* THE PROBLEM *
Locate each line below that contains the word "boat" and copy those lines.

* ROWS *

########################################

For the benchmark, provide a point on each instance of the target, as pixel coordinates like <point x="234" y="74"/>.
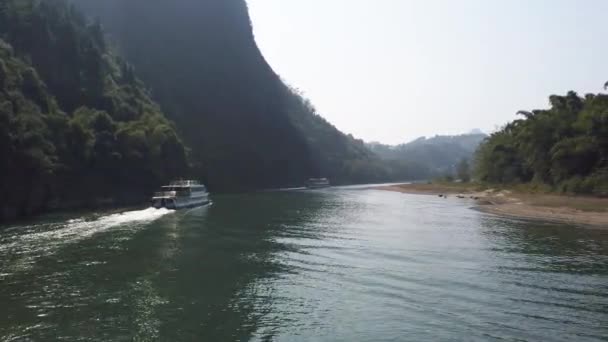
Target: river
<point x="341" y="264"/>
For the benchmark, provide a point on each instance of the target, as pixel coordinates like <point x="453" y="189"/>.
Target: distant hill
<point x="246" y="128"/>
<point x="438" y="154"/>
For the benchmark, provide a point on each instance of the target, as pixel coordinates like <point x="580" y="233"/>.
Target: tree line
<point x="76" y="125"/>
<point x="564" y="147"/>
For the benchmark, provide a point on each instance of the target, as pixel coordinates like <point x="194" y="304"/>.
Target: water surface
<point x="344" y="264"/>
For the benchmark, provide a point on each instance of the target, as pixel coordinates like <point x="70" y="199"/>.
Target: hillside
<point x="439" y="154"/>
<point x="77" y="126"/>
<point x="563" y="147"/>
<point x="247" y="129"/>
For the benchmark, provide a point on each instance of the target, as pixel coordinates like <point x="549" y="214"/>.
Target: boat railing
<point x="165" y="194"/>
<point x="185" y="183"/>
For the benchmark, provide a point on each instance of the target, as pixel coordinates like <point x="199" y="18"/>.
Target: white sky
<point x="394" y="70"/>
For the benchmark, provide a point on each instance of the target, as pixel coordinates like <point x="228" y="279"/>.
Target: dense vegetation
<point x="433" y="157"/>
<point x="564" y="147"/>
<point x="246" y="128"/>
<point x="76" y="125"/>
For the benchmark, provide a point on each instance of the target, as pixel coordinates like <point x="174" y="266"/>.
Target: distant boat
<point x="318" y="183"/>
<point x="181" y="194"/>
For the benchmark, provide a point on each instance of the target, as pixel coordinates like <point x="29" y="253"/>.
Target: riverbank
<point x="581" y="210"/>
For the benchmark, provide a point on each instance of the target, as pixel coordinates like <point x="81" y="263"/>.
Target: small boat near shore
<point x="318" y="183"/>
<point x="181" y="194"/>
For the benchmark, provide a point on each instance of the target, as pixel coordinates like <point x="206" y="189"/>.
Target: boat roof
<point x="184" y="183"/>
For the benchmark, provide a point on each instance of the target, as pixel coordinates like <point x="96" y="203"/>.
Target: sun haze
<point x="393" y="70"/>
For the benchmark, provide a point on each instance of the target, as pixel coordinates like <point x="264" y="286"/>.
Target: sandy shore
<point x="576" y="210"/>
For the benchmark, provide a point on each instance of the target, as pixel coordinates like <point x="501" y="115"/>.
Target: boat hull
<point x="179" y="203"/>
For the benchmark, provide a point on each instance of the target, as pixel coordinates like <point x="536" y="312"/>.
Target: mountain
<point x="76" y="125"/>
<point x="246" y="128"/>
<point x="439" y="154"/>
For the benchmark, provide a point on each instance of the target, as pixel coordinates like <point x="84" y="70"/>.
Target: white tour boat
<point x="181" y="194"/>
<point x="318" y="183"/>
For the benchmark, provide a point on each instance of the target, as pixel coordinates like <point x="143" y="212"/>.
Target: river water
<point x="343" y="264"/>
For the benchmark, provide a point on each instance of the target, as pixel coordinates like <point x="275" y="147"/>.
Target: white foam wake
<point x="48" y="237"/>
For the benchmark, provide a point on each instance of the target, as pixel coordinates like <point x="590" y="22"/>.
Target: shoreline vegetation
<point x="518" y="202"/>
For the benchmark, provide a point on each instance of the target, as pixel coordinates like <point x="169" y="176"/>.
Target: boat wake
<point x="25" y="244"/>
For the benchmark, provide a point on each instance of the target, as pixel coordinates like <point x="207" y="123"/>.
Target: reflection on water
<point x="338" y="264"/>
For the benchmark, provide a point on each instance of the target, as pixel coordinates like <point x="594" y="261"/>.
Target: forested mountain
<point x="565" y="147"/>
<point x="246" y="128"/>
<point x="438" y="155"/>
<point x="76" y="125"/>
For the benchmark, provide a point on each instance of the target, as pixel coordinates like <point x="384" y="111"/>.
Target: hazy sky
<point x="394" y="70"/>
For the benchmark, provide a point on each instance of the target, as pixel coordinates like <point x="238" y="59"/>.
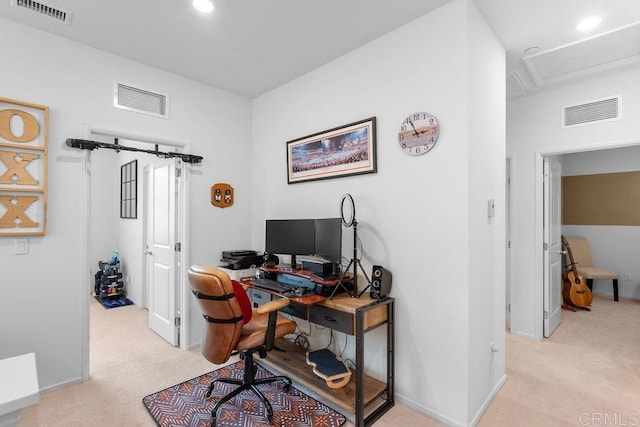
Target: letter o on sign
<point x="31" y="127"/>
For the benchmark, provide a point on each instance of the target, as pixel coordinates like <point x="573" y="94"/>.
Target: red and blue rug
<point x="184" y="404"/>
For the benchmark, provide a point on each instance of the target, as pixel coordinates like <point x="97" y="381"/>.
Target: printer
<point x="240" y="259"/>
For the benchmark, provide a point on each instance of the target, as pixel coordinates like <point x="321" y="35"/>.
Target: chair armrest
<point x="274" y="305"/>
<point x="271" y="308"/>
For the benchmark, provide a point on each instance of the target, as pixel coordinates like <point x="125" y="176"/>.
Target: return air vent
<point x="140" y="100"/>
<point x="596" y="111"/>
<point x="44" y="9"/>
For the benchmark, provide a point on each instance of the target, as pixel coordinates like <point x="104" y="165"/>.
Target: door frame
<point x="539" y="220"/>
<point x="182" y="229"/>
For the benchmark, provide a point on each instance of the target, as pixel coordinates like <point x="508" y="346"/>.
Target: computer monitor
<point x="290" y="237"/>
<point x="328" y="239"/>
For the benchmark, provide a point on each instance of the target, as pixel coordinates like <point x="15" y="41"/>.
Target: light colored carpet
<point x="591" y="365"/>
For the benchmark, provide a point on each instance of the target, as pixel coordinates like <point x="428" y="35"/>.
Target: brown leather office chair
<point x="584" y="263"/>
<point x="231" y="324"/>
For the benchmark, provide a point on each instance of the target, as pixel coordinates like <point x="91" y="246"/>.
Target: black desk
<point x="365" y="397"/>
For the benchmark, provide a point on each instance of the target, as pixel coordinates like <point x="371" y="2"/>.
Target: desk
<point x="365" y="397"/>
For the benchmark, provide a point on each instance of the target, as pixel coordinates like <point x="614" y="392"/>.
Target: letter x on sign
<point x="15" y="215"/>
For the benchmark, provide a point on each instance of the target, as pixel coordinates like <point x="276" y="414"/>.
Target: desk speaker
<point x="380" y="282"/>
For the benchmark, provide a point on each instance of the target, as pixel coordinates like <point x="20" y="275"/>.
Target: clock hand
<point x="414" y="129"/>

########################################

* FINAL ANSWER *
Target: boat railing
Target: distant boat
Target: small boat near shore
Target: boat roof
Target: boat hull
Target: white tour boat
Target: boat wake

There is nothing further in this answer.